§ **ABOUT THIS EXERCISE**: Please copy every line with the string "tail" from the entries below.

§ **STUDY MATERIAL**:

=-=-=-=-=

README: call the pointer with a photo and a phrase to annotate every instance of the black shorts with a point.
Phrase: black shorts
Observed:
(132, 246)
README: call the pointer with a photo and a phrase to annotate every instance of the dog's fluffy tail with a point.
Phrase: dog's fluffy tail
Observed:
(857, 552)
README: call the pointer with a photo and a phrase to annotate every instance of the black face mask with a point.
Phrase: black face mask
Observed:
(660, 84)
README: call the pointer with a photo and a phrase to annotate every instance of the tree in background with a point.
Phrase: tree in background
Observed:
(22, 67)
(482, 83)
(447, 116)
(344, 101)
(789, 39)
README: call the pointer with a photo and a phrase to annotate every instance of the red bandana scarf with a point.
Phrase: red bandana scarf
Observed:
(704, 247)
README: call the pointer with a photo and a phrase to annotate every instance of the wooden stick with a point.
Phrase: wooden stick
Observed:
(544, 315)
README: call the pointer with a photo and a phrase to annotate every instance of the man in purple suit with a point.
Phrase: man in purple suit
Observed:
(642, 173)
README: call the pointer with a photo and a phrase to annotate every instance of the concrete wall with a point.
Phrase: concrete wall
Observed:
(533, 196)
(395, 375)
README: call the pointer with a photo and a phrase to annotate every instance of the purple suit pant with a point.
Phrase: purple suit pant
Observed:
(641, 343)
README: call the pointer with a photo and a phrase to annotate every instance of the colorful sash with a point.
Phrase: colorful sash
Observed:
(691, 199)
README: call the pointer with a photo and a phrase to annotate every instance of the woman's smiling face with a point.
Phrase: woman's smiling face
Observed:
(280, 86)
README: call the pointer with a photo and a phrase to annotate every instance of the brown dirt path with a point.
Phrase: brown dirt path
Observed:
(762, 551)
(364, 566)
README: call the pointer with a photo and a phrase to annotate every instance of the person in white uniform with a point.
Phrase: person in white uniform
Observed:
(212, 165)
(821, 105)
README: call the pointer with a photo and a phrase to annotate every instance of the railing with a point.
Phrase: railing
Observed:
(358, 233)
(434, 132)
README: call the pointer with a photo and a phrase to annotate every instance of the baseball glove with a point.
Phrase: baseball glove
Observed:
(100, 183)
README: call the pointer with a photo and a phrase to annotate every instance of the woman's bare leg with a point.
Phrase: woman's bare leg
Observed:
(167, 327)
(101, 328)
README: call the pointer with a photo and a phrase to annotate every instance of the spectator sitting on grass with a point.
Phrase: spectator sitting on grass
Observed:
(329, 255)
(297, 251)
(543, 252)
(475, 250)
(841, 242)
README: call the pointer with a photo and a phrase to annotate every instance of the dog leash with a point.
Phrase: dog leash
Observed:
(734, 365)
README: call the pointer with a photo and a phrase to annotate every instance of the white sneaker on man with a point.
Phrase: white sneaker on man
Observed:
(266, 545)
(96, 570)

=-=-=-=-=

§ **COMPLETED EXERCISE**:
README: call the pointer with a photo and a phrase to annotate every instance of the dog's fluffy tail with a point.
Phrase: dog's fluffy tail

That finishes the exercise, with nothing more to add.